Given data:
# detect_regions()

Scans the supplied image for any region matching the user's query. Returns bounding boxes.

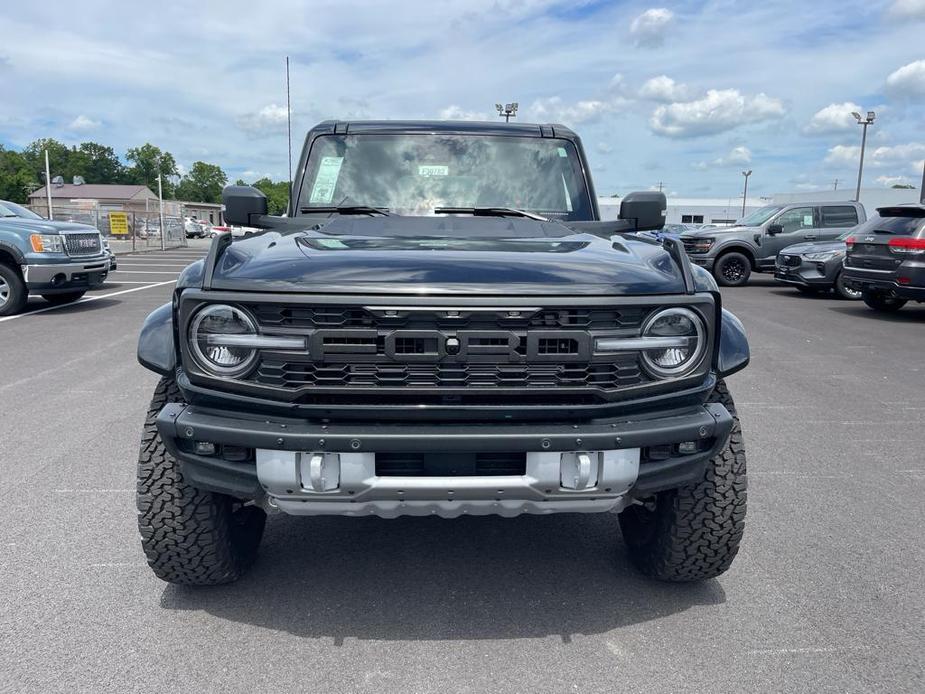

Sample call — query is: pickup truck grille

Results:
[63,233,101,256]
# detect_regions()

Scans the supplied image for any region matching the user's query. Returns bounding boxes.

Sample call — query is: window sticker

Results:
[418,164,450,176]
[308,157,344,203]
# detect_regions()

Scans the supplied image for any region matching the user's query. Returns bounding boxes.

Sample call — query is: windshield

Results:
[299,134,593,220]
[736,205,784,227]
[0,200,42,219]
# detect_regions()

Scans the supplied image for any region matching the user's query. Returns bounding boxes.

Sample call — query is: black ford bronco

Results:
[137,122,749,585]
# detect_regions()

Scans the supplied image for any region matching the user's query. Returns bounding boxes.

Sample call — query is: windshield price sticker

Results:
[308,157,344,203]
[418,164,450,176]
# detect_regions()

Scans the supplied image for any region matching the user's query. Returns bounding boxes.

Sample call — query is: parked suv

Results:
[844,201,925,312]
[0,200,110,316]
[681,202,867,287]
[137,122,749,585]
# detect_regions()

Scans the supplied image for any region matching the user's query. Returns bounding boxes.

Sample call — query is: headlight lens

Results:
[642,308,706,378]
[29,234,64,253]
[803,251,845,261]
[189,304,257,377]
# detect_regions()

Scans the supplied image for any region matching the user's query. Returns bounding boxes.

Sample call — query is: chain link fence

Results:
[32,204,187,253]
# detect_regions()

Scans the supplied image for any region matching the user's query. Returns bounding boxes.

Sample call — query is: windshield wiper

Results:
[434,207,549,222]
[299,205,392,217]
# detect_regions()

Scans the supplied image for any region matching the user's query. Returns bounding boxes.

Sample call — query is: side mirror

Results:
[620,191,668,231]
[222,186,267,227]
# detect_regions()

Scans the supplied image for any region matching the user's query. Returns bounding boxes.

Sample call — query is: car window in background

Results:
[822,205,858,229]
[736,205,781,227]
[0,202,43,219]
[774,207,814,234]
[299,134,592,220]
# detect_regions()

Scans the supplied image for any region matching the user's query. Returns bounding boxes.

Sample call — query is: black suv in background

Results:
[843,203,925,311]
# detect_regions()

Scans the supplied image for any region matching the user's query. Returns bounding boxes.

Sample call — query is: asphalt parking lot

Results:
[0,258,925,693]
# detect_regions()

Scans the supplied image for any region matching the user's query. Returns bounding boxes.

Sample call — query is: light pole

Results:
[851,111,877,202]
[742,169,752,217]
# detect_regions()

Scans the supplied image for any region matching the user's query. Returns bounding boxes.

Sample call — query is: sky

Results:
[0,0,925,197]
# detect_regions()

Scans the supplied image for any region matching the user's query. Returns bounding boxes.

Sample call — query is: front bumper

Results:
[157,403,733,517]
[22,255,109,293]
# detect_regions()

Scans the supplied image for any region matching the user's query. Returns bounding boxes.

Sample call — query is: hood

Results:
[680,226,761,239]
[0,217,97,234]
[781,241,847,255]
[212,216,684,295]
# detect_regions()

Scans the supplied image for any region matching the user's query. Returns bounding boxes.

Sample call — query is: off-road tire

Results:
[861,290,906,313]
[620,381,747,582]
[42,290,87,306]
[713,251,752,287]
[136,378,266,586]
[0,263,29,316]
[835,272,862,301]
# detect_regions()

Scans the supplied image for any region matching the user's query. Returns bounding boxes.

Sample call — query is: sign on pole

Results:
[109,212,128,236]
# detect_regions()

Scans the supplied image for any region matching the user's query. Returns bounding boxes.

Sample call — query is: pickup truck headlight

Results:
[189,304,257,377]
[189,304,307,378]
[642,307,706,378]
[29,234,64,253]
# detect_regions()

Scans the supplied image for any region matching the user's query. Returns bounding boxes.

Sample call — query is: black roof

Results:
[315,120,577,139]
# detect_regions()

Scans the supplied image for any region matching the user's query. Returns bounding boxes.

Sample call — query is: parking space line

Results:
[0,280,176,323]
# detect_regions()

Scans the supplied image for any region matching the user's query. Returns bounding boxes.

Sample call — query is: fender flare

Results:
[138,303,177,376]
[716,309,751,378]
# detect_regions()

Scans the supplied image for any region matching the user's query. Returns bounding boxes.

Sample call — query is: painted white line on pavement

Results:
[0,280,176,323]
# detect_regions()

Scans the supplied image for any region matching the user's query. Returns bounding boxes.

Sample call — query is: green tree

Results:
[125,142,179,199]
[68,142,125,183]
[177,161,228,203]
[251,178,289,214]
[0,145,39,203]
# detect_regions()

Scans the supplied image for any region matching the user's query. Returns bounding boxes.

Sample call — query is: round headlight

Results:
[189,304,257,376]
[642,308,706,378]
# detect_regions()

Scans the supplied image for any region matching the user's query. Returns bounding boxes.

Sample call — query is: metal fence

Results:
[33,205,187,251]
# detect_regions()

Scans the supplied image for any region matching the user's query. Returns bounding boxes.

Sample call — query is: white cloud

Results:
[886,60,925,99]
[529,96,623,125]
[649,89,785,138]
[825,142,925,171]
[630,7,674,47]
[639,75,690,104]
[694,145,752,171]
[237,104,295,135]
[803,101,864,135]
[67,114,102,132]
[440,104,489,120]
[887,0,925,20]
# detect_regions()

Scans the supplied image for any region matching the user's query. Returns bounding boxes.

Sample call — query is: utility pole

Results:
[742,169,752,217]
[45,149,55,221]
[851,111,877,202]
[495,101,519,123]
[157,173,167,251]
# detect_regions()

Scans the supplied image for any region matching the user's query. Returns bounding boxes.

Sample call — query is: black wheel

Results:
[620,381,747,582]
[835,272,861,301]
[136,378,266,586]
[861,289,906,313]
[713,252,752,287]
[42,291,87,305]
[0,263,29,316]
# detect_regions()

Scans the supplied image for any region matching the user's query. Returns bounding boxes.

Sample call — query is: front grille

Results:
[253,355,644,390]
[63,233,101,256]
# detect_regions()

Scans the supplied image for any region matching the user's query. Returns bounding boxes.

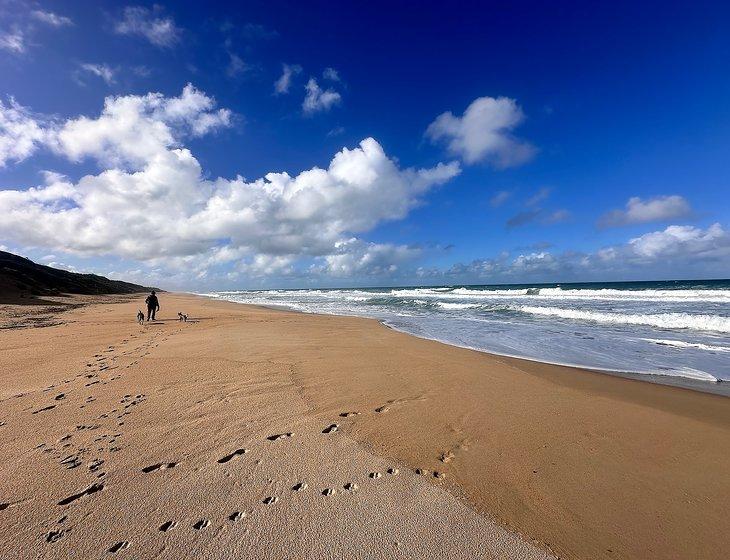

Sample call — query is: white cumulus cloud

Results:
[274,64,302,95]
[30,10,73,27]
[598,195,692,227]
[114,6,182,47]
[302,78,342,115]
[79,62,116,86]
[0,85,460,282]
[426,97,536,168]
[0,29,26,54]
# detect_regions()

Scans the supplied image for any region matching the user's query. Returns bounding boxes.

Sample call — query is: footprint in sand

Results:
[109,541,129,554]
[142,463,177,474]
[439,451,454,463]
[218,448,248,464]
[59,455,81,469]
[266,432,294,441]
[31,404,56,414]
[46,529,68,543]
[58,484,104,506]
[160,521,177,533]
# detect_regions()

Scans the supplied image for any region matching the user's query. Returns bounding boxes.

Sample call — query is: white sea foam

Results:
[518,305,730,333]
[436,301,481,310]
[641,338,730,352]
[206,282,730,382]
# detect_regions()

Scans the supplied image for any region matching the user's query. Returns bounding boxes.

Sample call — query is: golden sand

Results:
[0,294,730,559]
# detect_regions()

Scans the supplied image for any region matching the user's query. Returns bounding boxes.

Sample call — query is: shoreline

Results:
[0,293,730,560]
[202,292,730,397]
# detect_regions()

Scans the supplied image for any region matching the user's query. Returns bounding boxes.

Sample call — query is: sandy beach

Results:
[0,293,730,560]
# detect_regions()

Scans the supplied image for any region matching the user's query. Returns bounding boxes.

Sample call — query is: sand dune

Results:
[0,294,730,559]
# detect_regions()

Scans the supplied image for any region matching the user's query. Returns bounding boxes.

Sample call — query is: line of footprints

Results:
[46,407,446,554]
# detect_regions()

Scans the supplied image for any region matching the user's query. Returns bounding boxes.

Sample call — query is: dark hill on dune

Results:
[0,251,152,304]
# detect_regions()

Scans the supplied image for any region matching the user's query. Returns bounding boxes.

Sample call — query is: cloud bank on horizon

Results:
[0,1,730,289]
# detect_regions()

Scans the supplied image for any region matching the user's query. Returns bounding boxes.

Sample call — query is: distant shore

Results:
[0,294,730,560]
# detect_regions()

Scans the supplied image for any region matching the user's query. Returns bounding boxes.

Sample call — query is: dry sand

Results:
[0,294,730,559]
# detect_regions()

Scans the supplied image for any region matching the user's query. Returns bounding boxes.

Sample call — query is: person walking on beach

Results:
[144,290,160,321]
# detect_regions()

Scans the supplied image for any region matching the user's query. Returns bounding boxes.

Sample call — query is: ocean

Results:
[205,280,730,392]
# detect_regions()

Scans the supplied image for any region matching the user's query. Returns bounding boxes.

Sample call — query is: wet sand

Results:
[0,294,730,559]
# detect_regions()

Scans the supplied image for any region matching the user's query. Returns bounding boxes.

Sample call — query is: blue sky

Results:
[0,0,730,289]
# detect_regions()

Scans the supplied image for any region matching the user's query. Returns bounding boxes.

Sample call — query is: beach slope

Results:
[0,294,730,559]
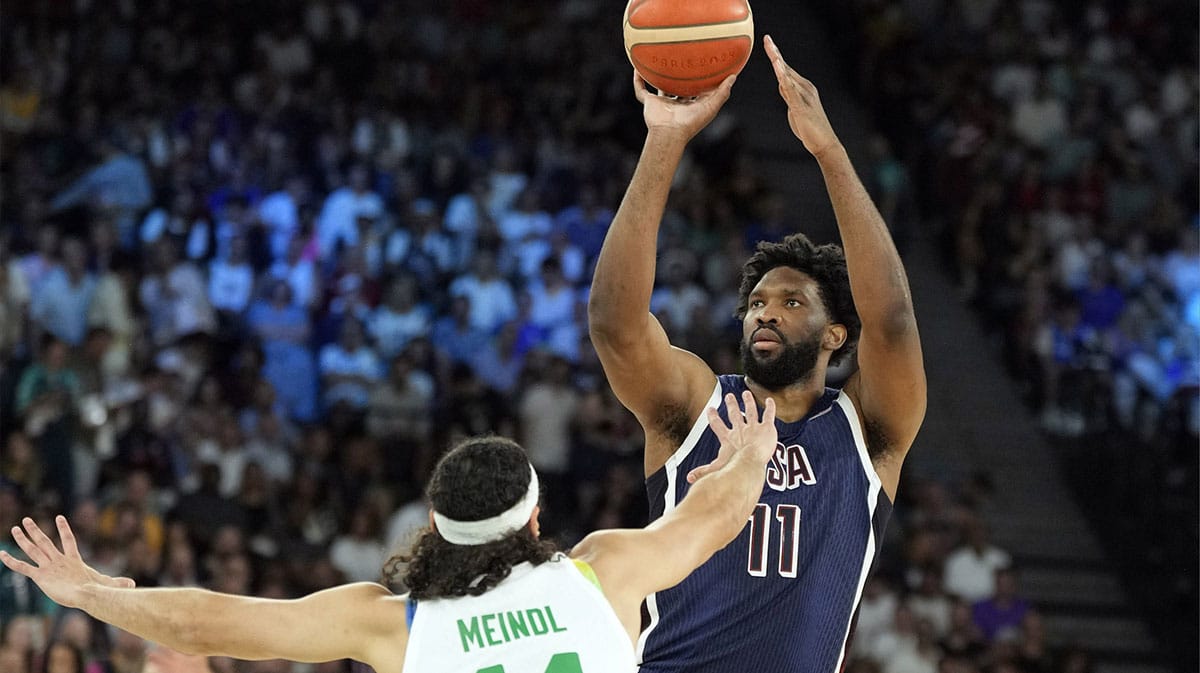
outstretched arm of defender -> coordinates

Exercise requirements: Gather every line from the entries above that contains the string "window". Case counts, so a line matches only if the capitalization is the same.

Answer to this task:
Sample call — query is: window sticker
Sample call — query is: car window in background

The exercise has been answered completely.